▸ **Action item**:
Without skipping anything, write out each record below exactly.

____

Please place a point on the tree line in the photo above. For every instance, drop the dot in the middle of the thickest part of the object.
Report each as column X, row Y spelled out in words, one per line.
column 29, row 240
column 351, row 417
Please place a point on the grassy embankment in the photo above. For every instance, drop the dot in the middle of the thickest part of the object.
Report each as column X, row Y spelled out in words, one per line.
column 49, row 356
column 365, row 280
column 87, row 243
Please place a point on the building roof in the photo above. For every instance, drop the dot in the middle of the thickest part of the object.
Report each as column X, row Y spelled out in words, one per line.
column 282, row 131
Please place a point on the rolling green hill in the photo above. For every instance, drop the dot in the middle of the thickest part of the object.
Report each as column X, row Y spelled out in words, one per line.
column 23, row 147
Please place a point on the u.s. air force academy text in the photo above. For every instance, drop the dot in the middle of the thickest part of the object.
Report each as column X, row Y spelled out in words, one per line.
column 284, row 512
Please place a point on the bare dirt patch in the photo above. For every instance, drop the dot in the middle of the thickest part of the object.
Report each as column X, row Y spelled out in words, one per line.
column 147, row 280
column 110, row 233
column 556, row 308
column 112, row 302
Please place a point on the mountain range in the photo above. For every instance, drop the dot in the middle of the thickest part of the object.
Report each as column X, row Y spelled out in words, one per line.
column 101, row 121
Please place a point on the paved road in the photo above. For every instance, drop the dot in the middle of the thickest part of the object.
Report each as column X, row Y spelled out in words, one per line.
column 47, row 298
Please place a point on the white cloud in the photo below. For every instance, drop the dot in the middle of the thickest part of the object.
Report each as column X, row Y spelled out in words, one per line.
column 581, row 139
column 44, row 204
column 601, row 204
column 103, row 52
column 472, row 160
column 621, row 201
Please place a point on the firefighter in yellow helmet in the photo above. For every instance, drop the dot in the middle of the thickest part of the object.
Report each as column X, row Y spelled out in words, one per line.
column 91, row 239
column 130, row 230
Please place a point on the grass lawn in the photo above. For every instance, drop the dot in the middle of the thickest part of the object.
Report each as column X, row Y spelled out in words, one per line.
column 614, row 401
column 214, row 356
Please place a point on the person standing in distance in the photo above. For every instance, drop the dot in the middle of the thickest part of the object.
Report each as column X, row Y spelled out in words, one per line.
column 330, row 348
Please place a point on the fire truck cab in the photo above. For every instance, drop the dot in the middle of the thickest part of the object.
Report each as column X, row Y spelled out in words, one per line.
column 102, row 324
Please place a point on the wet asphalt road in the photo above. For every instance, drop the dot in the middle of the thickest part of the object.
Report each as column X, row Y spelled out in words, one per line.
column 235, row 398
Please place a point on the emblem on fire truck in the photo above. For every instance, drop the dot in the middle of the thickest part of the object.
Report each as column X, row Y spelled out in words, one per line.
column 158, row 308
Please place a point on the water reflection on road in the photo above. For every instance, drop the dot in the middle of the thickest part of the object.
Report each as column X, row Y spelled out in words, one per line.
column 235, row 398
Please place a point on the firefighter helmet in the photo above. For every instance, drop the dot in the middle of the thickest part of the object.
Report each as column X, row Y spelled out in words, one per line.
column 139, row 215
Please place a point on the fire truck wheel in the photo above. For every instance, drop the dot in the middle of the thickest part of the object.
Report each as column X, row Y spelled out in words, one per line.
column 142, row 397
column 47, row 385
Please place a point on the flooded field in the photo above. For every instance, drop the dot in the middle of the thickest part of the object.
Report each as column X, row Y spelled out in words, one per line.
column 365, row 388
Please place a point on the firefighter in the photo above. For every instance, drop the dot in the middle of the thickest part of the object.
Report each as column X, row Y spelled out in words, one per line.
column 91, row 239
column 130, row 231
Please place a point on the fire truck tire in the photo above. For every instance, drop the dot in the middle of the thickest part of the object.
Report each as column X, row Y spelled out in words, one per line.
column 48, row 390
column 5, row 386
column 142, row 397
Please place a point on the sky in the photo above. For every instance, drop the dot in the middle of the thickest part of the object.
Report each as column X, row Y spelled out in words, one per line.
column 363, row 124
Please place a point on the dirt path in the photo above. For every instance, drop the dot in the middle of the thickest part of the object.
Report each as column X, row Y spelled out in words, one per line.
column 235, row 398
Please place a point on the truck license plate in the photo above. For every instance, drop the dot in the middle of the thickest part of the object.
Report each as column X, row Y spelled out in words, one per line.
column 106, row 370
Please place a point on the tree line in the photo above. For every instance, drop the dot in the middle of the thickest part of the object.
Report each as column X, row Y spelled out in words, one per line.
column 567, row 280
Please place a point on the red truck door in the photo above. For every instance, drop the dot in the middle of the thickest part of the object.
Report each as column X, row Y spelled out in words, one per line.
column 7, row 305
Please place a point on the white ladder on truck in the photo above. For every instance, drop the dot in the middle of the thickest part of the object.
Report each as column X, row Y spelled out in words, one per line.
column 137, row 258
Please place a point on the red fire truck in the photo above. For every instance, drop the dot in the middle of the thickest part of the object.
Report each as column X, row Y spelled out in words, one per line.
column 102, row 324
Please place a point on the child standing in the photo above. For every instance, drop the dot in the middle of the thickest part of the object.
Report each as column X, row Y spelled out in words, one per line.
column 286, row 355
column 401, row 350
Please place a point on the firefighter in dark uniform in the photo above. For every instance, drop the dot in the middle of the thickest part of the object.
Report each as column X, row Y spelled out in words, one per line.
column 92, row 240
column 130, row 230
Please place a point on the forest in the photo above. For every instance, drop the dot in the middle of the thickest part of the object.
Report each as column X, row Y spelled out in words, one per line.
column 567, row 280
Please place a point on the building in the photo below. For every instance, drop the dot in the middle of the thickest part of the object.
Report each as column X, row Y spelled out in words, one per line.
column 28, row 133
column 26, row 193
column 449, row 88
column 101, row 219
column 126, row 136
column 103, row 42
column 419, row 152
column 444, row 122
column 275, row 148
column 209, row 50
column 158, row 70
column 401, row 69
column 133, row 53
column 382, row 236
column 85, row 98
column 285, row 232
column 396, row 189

____

▸ **Expected answer**:
Please place a point on the tree line in the photo above. For every instance, drop the dot in the middle of the thickest part of the object.
Report each as column X, row Y spelled out in words, one per line.
column 29, row 240
column 351, row 417
Please place a point on the grassy embankment in the photo above. For every instance, drop the dot in the middle of the thickest part of the object.
Report each as column X, row Y spelled out in words, one per line.
column 49, row 356
column 365, row 280
column 87, row 243
Please place a point on the building roof in the photo above. For every instance, drop the dot in the middle of the thickest part of the object.
Report each as column X, row Y spelled out in words, one per line.
column 282, row 131
Please place a point on the rolling green hill in the photo above. For every instance, drop the dot in the middle of the thickest part of the object.
Report each as column X, row Y spelled out in words, one per line.
column 23, row 147
Please place a point on the u.s. air force academy text in the photo above. For every instance, drop the dot in the middle of the thickest part of the object.
Report each as column X, row Y spelled out in words, one per line.
column 284, row 512
Please place a point on the bare dirt patch in the photo above. For every instance, drop the dot in the middle of the thickest part of the object.
Report each as column X, row Y spelled out in words, one per line.
column 147, row 280
column 110, row 233
column 556, row 308
column 112, row 302
Please place a point on the mountain range in the photo above. For every instance, drop the dot in the middle of the thickest part of the object.
Report each as column X, row Y spelled out in words, one per line.
column 101, row 121
Please place a point on the paved road in the photo above. For every instance, drop the dot in the middle of the thickest part of the object.
Report each as column X, row Y spelled out in words, one per line.
column 47, row 298
Please place a point on the white cloud in the photo below. For every instance, drop the dot in the middle of the thickest part of the object.
Report each as column X, row Y spelled out in words, one per line.
column 581, row 139
column 44, row 204
column 601, row 204
column 103, row 52
column 472, row 160
column 621, row 201
Please place a point on the firefighter in yellow helmet in the photo above. For every instance, drop the dot in the middle of the thickest part of the object.
Report each as column X, row Y spelled out in words, one per line.
column 91, row 239
column 130, row 230
Please place a point on the grass lawn in the photo above. For every instance, drop the dot in the middle of the thickest part of the object.
Report each as column X, row Y spelled out in words, one per line.
column 614, row 401
column 214, row 356
Please place a point on the person standing in distance in the photo above. For every instance, drop the dot in the middle of the thickest part of the object.
Report each as column X, row Y spelled out in words, one per line.
column 330, row 348
Please place a point on the fire truck cab in the photo above. For every instance, drop the dot in the middle of the thickest part of the object.
Report each as column X, row Y spelled out in words, one per line.
column 102, row 324
Please place a point on the wet asphalt road in the photo above. For every instance, drop the dot in the middle of the thickest part of the object.
Report each as column X, row Y spelled out in words, one per line.
column 235, row 398
Please place a point on the emblem on fire truck in the photo above. For every instance, drop the dot in the middle of the thickest part of the object.
Report each as column X, row Y spelled out in words, one per line.
column 158, row 308
Please place a point on the water reflection on road in the photo above. For every instance, drop the dot in the middle of the thickest part of the object.
Report each as column X, row Y spelled out in words, one per line.
column 235, row 398
Please place a point on the firefighter helmet in the photo above. For every instance, drop the dot in the middle of the thickest part of the object.
Report each as column X, row Y spelled out in words, one per line.
column 139, row 215
Please place a point on the fire truck wheel in the photo above. For every instance, drop the dot in the middle of the thickest part of the object.
Report each as column X, row Y spelled out in words, one per line.
column 142, row 397
column 47, row 385
Please place a point on the flooded field in the photo above. For every instance, drop the dot in the middle of the thickest part of the object.
Report each as column X, row Y spelled out in words, one per line.
column 365, row 388
Please place a point on the firefighter in the photo above. For every instance, drop the dot in the middle of the thickest part of the object.
Report each as column X, row Y spelled out in words, one per line.
column 91, row 239
column 130, row 231
Please place a point on the fire truck tire in the photo above. For every instance, drop the dot in the middle of the thickest part of the object.
Report each as column X, row Y spelled out in words, one per line.
column 48, row 390
column 5, row 386
column 142, row 397
Please place a point on the sky in the photo above. For every instance, drop the dot in the middle of the thickest part of the object.
Report each as column X, row Y spelled out in words, one per line.
column 363, row 124
Please place a point on the dirt path in the photo above. For every instance, drop the dot in the middle of the thickest part of the object.
Report each as column X, row Y spelled out in words, one per line.
column 235, row 398
Please place a point on the truck license plate in the photo above. For every instance, drop the dot in the middle of the thickest part of the object.
Report each as column X, row Y spelled out in words, one per line.
column 106, row 370
Please place a point on the tree line in the photo above. For every instance, drop the dot in the middle of the thickest part of the object.
Report each as column X, row Y spelled out in words, one per line.
column 567, row 280
Please place a point on the red truck door in the photo above. For every instance, drop the dot in the middle of the thickest part of the object.
Report each as column X, row Y spelled out in words, one per line.
column 7, row 305
Please place a point on the white ladder on truck in the photo above. For every instance, drop the dot in the middle of the thickest part of the object.
Report each as column X, row Y spelled out in words, one per line.
column 137, row 258
Please place a point on the red fire truck in the photo above. For every instance, drop the dot in the middle of the thickest part of the object.
Report each as column X, row Y spelled out in words, one per line.
column 102, row 324
Please place a point on the child standing in the photo above. For every instance, drop the dot in the middle of the thickest part of the object.
Report each as column X, row Y spelled out in words, one per line.
column 286, row 355
column 401, row 350
Please place a point on the firefighter in dark uniform in the photo above. For every instance, drop the dot in the middle of the thickest part of the object.
Report each as column X, row Y spelled out in words, one per line.
column 92, row 240
column 130, row 230
Please place a point on the forest in the photo above. For every instance, drop the dot in the middle of the thickest part of the object.
Report each as column X, row Y spelled out in words, one per line.
column 567, row 280
Please place a point on the building in the photo below. For every instance, drop the dot in the middle of the thickest part of the object.
Report each as column X, row Y spelled out in words, one per line.
column 28, row 133
column 26, row 193
column 449, row 88
column 101, row 219
column 126, row 136
column 103, row 42
column 419, row 152
column 444, row 122
column 275, row 148
column 209, row 50
column 158, row 70
column 401, row 69
column 133, row 53
column 382, row 236
column 85, row 98
column 285, row 232
column 396, row 189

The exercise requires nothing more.